__Data extracts__
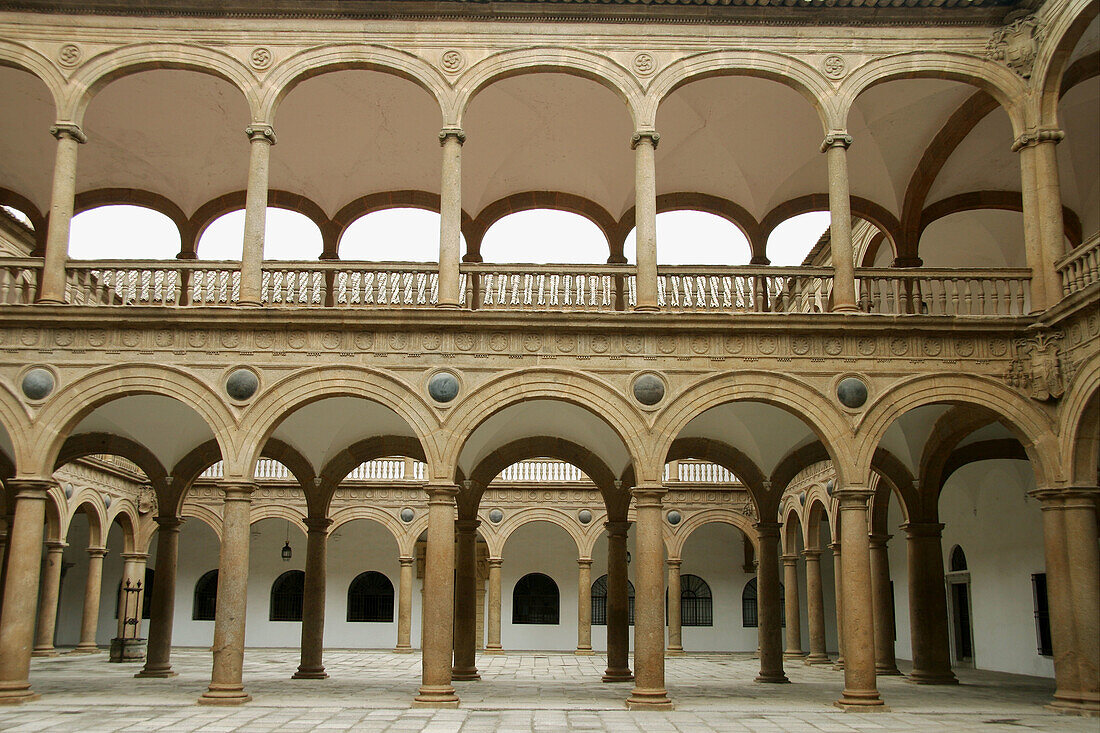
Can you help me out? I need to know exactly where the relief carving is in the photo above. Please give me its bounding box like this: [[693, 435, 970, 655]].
[[1006, 331, 1064, 401], [986, 15, 1044, 78]]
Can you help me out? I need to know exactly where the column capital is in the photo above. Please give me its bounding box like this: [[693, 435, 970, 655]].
[[45, 539, 68, 551], [425, 483, 459, 503], [304, 516, 333, 533], [868, 533, 892, 548], [1028, 486, 1098, 507], [488, 557, 503, 568], [754, 521, 781, 540], [245, 123, 277, 145], [604, 519, 632, 537], [1011, 128, 1063, 152], [50, 122, 87, 144], [630, 130, 660, 149], [455, 518, 481, 533], [820, 131, 852, 153], [399, 555, 415, 567], [834, 487, 874, 506], [665, 558, 682, 568], [901, 521, 945, 538], [218, 481, 256, 501], [121, 552, 149, 562], [7, 478, 56, 499], [801, 548, 823, 560], [154, 516, 183, 531], [630, 486, 666, 506], [439, 126, 466, 145], [578, 557, 593, 568], [780, 554, 799, 565], [86, 546, 107, 559], [827, 541, 841, 553]]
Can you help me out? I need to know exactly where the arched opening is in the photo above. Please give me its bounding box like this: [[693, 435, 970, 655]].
[[70, 205, 182, 260], [765, 211, 831, 266], [919, 209, 1026, 268], [347, 571, 395, 623], [500, 520, 579, 650], [339, 208, 447, 262], [623, 210, 753, 266], [0, 66, 58, 238], [327, 516, 404, 647], [512, 572, 560, 625], [193, 569, 218, 621], [196, 208, 324, 261], [482, 210, 608, 265], [270, 569, 306, 622]]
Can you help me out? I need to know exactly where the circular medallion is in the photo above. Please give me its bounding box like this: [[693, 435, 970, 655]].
[[591, 335, 609, 354], [188, 331, 207, 348], [422, 333, 441, 351], [287, 331, 307, 349], [225, 368, 259, 401], [954, 338, 975, 357], [890, 337, 909, 356], [54, 329, 74, 347], [724, 335, 744, 354], [249, 47, 273, 70], [155, 329, 174, 348], [21, 367, 54, 400], [489, 508, 504, 524], [632, 373, 666, 406], [577, 509, 592, 525], [428, 371, 460, 403], [791, 335, 811, 356], [923, 338, 942, 357], [440, 49, 466, 74], [57, 43, 82, 67], [836, 376, 868, 409], [400, 508, 415, 523], [624, 334, 644, 354], [490, 333, 508, 352], [322, 331, 341, 350], [255, 331, 275, 349], [690, 336, 709, 354], [633, 52, 656, 77], [824, 337, 843, 356], [122, 329, 141, 347], [555, 334, 576, 353], [390, 332, 408, 351], [822, 54, 846, 79], [454, 333, 475, 351], [758, 335, 777, 355], [990, 338, 1009, 357], [355, 331, 374, 350], [667, 510, 682, 525], [858, 337, 876, 356], [523, 334, 542, 352], [658, 336, 676, 354]]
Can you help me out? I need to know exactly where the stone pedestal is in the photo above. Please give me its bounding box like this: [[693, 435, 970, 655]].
[[110, 637, 147, 663]]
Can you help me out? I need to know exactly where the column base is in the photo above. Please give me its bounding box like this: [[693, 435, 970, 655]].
[[135, 667, 178, 678], [804, 653, 831, 665], [483, 648, 505, 656], [784, 651, 807, 659], [602, 668, 634, 683], [435, 302, 461, 310], [876, 664, 903, 676], [291, 667, 328, 680], [574, 648, 594, 656], [69, 645, 101, 654], [832, 304, 861, 314], [393, 646, 416, 654], [832, 659, 845, 671], [451, 668, 480, 681], [412, 685, 459, 707], [906, 669, 958, 685], [666, 647, 684, 657], [835, 689, 888, 712], [197, 685, 252, 705], [1047, 694, 1100, 717], [754, 672, 790, 684], [633, 305, 659, 313], [0, 684, 39, 706], [31, 648, 59, 657], [625, 688, 673, 710]]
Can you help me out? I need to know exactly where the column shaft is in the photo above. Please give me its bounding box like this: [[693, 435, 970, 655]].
[[823, 134, 857, 312], [831, 542, 844, 669], [835, 489, 885, 709], [869, 535, 900, 675], [437, 129, 465, 308], [485, 558, 502, 653], [414, 486, 459, 707], [666, 559, 683, 655], [73, 547, 106, 653], [1017, 142, 1046, 310], [603, 520, 633, 682], [294, 518, 331, 679], [627, 488, 671, 709], [38, 125, 85, 303], [903, 522, 957, 684], [32, 541, 66, 656], [782, 555, 804, 659], [138, 519, 180, 677], [238, 126, 275, 306], [1034, 138, 1067, 304], [577, 558, 593, 655], [803, 550, 829, 664], [755, 523, 787, 683], [0, 481, 50, 704], [452, 519, 480, 681], [632, 132, 659, 311], [199, 483, 254, 705], [395, 557, 415, 652]]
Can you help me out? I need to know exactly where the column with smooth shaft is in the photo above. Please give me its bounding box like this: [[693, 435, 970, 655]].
[[1014, 130, 1066, 310], [869, 534, 900, 675], [32, 540, 67, 656], [835, 487, 885, 710], [395, 556, 415, 653], [632, 130, 660, 311], [73, 546, 107, 653], [238, 125, 275, 306], [822, 132, 858, 312], [576, 558, 593, 655], [902, 521, 957, 685], [198, 482, 255, 705], [0, 479, 52, 704], [627, 487, 672, 709], [830, 541, 845, 669], [755, 523, 787, 683], [0, 515, 10, 620], [137, 517, 182, 677], [452, 518, 480, 681], [414, 484, 459, 707], [38, 124, 86, 303], [437, 127, 465, 308], [485, 558, 502, 654], [603, 520, 633, 682], [782, 554, 804, 659], [294, 517, 332, 679], [666, 559, 683, 655], [803, 549, 830, 664]]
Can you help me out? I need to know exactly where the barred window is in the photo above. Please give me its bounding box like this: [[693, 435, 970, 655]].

__Task objective__
Nothing should appear in the answer except the lines from the one containing "the column with" to the end of the data above, reproduced exactly.

__Expected output__
Can you help me out? I need to know exactly where the column with smooth shaft is in the photo above. Please give me its bounding box like this: [[693, 435, 970, 655]].
[[1014, 130, 1066, 310], [869, 534, 900, 675], [32, 540, 67, 656], [835, 487, 885, 710], [395, 556, 415, 653], [632, 130, 660, 311], [73, 546, 107, 653], [238, 125, 275, 306], [822, 132, 858, 312], [576, 558, 593, 655], [902, 521, 957, 685], [198, 482, 255, 705], [0, 479, 52, 704], [627, 487, 672, 709], [830, 541, 845, 669], [755, 523, 787, 683], [0, 515, 10, 620], [137, 517, 182, 677], [452, 518, 480, 681], [414, 484, 459, 707], [38, 124, 86, 303], [437, 127, 465, 308], [485, 558, 502, 654], [603, 520, 633, 682], [782, 554, 804, 659], [294, 517, 332, 679], [666, 559, 683, 655], [803, 549, 830, 664]]
Can you help me out? I need to know exactly where the barred window is in the photo above. Please give me its bounding box like this: [[693, 435, 970, 655]].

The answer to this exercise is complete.